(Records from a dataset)

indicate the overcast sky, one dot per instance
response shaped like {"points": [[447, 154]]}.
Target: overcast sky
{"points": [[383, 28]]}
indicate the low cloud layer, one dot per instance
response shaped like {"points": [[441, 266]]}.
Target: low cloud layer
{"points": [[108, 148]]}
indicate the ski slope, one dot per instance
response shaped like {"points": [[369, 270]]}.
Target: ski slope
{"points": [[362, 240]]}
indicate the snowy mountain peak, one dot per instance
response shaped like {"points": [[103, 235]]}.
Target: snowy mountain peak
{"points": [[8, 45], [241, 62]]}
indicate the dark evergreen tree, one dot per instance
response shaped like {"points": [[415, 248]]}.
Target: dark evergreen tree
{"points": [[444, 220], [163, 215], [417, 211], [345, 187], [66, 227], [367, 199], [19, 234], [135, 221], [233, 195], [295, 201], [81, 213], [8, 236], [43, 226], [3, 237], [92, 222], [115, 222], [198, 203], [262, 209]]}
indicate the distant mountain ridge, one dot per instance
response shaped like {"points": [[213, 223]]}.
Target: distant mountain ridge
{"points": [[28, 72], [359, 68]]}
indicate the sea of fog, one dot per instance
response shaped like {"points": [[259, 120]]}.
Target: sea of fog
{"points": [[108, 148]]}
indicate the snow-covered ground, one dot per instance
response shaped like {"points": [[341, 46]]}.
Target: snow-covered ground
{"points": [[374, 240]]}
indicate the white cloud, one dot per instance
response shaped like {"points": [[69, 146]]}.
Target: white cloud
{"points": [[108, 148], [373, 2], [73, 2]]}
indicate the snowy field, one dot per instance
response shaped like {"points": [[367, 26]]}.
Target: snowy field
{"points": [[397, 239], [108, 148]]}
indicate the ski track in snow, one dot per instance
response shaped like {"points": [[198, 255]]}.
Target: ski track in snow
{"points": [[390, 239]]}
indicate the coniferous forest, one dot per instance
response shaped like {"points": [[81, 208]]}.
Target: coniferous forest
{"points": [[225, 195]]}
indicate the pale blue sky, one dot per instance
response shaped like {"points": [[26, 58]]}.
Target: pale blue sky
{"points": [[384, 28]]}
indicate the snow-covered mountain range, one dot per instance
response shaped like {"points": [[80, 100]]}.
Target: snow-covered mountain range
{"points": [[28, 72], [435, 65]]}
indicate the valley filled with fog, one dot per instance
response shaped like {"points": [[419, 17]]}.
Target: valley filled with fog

§ **Your instructions**
Faithfully transcribe the whole of the data.

§ **Answer to this problem**
indicate the overcast sky, one dot per instance
response shaped like {"points": [[447, 154]]}.
Target: overcast sky
{"points": [[383, 28]]}
indicate the low cloud layer, one dot per instance
response shaped like {"points": [[441, 266]]}.
Target: low cloud layer
{"points": [[108, 148]]}
indicate the ski slope, one dot per instance
response shaped like {"points": [[369, 270]]}.
Target: ski slope
{"points": [[362, 240]]}
indicate the snowy mountain peak, one dot per instance
response shaped like {"points": [[103, 235]]}.
Target: snowy mountain peak
{"points": [[8, 45], [241, 62]]}
indicate the dark evergreen tree, one dot per instance
response shaped like {"points": [[415, 248]]}.
Target: dark evergreen tree
{"points": [[444, 220], [163, 215], [417, 211], [345, 187], [66, 227], [367, 199], [19, 234], [135, 221], [233, 195], [295, 201], [81, 213], [8, 236], [43, 226], [3, 237], [92, 222], [115, 222], [198, 203], [262, 209]]}
indicate the distant mountain ridge, one dot per instance
response shaped like {"points": [[213, 223]]}.
Target: distant mountain ridge
{"points": [[28, 72], [359, 68]]}
indicate the sea of fog, one dot per instance
response shaped like {"points": [[259, 120]]}.
Target: sea of fog
{"points": [[108, 148]]}
indicate the snow-covered ground, one dot per instance
response shaped like {"points": [[341, 46]]}.
Target: snow-covered ground
{"points": [[374, 240]]}
indicate the white cloud, one dot per instance
response shaped like {"points": [[69, 146]]}.
Target: white cloud
{"points": [[108, 148], [373, 2], [73, 2]]}
indicate the snowy field, one dot per instance
response shaped like {"points": [[367, 26]]}.
Target: snowy field
{"points": [[397, 239], [108, 148]]}
indicate the ski track in snow, one dot per instance
response shaped like {"points": [[198, 255]]}.
Target: ski track in snow
{"points": [[390, 239]]}
indicate the coniferous forest, one dot per instance
response shaped like {"points": [[81, 208]]}.
Target: coniferous forest
{"points": [[225, 195]]}
indicate the pale blue sky, one dot per instance
response shaped like {"points": [[26, 58]]}.
Target: pale blue sky
{"points": [[384, 28]]}
indicate the snow-covered mountain range, one dot per instance
response shaped like {"points": [[80, 100]]}.
Target: snow-covered mountain range
{"points": [[28, 72], [435, 65]]}
indicate the valley filled with fog, one dot per instance
response shaped like {"points": [[419, 17]]}.
Target: valley filled with fog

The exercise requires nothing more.